Required actions:
a – Print the section of the Barolo wine notes that starts at the words "Aldo Conterno Cicala" and ends after "A wild wine.", copying it word for word.
b – For each statement below, say yes or no as to whether the Barolo wine notes agree with it, and quote the deciding words from the notes: (i) The grapes are harvested by machine. (ii) Lampia is the main variety of Nebbiolo in the vineyard. (iii) The Cicala has more alcohol than the Romirasco.
c – Please write the next part of the Barolo wine notes, continuing on from their final sentence.

Aldo Conterno Cicala Barolo 2016
The vineyard “Cicala” [meaning: balm-cricket] is about 45-50 years old and its vines are replanted from time to time. The main variety of Nebbiolo is Lampia and its rootstock is Rupestris du Lot. Harvest is done manually, with grapes selected in the vineyard.
Critical AcclaimAll Vintages
A really exotic red, showing burnt orange-peel to the dried-strawberry, chocolate-powder and light toasted-oak character. It’s full-bodied and chewy, yet ever so polished. A wild wine.
The Poderi Aldo Conterno 2016 Barolo Bussia Cicala offers a ripe fruit profile with layers of menthol and medicinal herb. The finish is beautiful, long and chalky, and you don't get as much alcohol in the Cicala (compared to Romirasco). The fruit is dried and streamlined, and this wine does show good promise for aging. The tannins are beautiful, coating your teeth and palate with no bitter edge.

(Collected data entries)
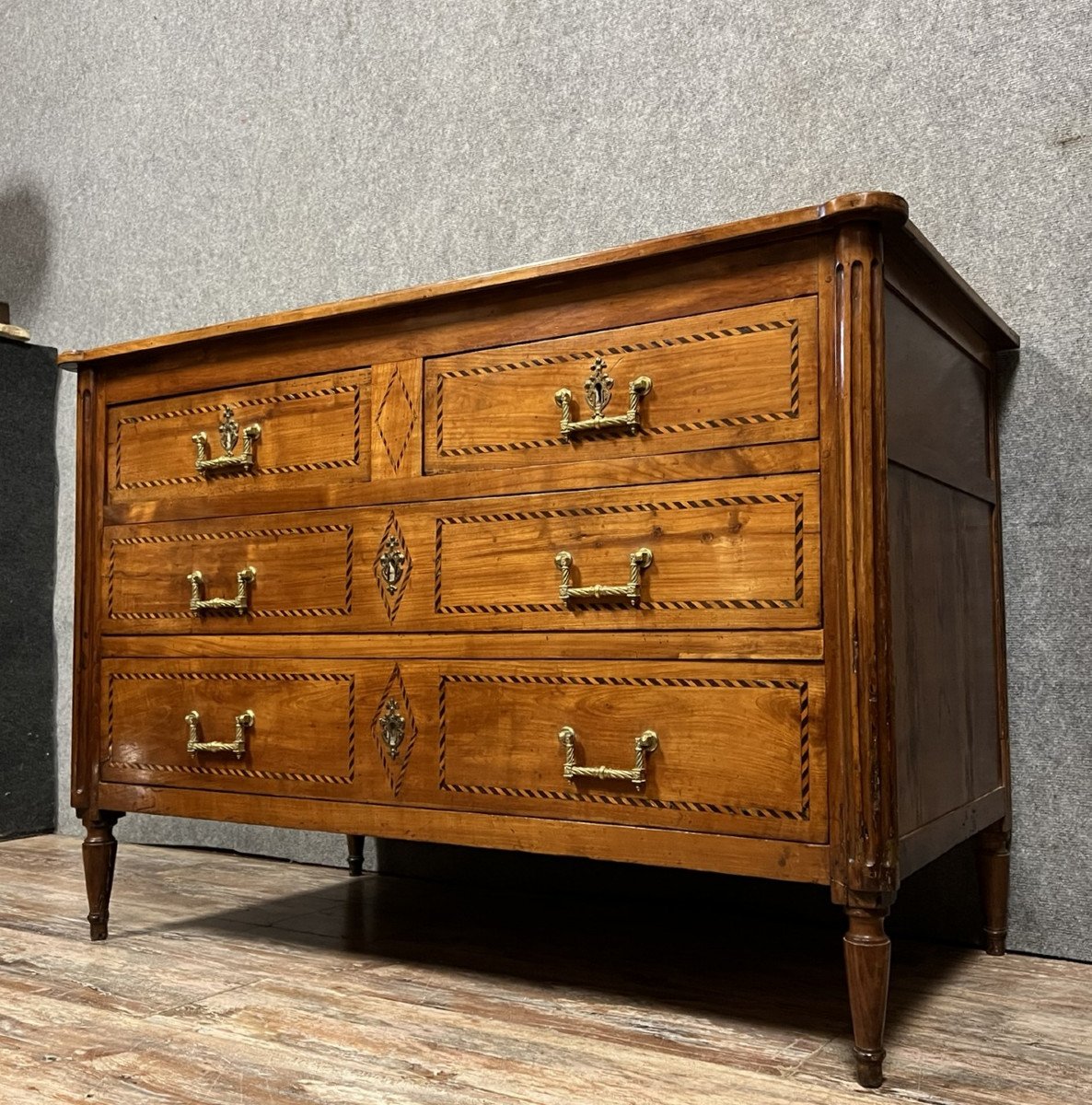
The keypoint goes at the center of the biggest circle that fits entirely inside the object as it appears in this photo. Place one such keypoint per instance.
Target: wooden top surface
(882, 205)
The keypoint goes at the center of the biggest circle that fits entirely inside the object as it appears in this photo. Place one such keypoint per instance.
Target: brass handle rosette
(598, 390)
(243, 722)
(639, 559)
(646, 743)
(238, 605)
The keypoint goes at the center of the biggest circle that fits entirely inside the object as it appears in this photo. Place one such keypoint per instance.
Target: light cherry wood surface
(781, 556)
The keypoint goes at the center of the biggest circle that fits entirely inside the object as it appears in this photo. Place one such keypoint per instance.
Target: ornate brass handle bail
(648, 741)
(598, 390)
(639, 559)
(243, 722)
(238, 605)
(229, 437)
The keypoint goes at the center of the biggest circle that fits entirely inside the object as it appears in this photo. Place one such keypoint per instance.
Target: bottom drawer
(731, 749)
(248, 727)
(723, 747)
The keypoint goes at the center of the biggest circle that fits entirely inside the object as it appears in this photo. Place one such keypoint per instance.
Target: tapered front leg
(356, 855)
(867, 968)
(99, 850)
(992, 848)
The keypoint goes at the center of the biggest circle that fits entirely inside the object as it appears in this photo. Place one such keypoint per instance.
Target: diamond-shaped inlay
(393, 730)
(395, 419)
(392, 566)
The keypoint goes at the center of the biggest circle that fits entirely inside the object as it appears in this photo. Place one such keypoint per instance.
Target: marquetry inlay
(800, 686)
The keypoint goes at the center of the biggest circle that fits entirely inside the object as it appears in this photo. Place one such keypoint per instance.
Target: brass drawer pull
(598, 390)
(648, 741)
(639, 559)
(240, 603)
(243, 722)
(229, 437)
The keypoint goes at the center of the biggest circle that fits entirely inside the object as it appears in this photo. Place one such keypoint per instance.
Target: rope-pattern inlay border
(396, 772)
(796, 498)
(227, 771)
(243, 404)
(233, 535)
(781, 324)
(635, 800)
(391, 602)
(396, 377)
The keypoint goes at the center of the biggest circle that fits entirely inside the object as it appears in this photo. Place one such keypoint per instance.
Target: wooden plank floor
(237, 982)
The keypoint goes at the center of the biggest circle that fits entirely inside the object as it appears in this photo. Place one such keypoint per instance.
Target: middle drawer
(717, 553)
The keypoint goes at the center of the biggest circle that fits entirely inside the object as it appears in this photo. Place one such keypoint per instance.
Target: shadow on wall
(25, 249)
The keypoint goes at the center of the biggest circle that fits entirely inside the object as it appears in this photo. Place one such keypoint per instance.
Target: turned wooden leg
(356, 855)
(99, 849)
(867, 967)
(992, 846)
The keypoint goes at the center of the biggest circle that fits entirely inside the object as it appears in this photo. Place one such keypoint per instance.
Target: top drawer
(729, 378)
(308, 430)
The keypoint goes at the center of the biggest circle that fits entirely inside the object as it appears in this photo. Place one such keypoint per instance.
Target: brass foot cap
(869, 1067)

---

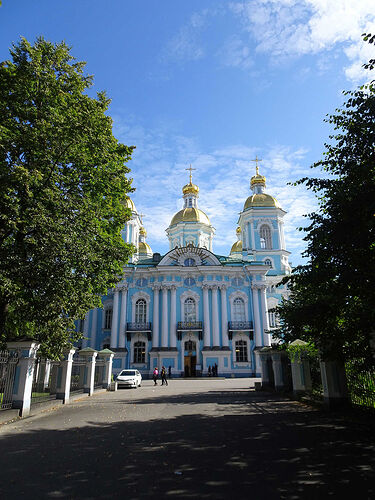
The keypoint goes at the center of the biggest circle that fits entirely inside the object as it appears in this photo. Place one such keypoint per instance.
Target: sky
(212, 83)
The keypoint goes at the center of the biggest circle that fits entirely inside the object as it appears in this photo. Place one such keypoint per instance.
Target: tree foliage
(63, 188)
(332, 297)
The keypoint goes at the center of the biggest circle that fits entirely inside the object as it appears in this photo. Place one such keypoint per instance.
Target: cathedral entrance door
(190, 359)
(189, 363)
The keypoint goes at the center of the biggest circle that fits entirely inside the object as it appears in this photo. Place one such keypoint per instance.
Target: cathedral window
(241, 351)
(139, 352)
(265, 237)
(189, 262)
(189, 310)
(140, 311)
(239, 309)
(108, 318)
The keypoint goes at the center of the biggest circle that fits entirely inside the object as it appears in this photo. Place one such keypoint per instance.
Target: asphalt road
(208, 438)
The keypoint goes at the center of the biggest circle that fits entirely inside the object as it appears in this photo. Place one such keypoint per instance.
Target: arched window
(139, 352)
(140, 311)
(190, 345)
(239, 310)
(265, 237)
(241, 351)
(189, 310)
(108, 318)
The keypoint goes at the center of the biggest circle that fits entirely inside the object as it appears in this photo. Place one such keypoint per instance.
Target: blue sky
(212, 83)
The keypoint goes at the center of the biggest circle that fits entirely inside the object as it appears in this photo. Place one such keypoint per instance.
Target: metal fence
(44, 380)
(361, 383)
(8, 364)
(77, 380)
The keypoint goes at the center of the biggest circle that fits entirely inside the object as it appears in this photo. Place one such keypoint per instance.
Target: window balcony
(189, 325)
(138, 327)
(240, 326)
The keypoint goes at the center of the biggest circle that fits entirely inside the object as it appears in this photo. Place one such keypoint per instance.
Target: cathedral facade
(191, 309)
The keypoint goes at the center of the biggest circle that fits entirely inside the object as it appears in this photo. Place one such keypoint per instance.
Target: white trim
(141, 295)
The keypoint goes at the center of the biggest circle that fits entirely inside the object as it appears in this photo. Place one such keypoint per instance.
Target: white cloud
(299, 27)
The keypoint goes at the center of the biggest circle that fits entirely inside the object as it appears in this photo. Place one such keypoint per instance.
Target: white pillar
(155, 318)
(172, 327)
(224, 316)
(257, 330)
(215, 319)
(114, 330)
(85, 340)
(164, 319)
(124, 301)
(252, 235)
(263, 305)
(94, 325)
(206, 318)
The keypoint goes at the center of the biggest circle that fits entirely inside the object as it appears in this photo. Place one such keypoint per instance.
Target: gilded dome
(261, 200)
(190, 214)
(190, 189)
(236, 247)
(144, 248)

Expected results:
a –
Aldo Conterno Cicala Barolo 2016
The vineyard “Cicala” [meaning: balm-cricket] is about 45-50 years old and its vines are replanted from time to time. The main variety of Nebbiolo is Lampia and its rootstock is Rupestris du Lot. Harvest is done manually, with grapes selected in the vineyard.
Critical AcclaimAll Vintages
A really exotic red, showing burnt orange-peel to the dried-strawberry, chocolate-powder and light toasted-oak character. It’s full-bodied and chewy, yet ever so polished. A wild wine.

b –
(i) No: "Harvest is done manually, with grapes selected in the vineyard."
(ii) Yes: "The main variety of Nebbiolo is Lampia"
(iii) No: "you don't get as much alcohol in the Cicala (compared to Romirasco)"

c –
Alluring aromas and flavors of cherry and raspberry are deftly accented by balsamic notes of eucalyptus, juniper and sage. Sandalwood, iron and tobacco elements chime in as this finishes long and firm. Best from 2023 through 2045.
The story of Poderi Aldo Conterno, one of the elite, historic Barolo producers, is a tale of great passion for winemaking that winds back across generations and crosses international borders. While the Langhe Rosso, Chardonnay “Bussiador”, Barbera d’Alba “Conca Tre Pile” and Nebbiolo “Favot” represent a nod to modern winemaking techniques, the Barolo wines remain firmly in the traditionalist camp, aged in large Slavonian-oak botte before bottling. Only indigenous yeasts and traditional fermenting techniques are used. These are clean, polished and ethereal wines of great elegance that are guaranteed to offer years of sublime drinking while being terrific collector’s items.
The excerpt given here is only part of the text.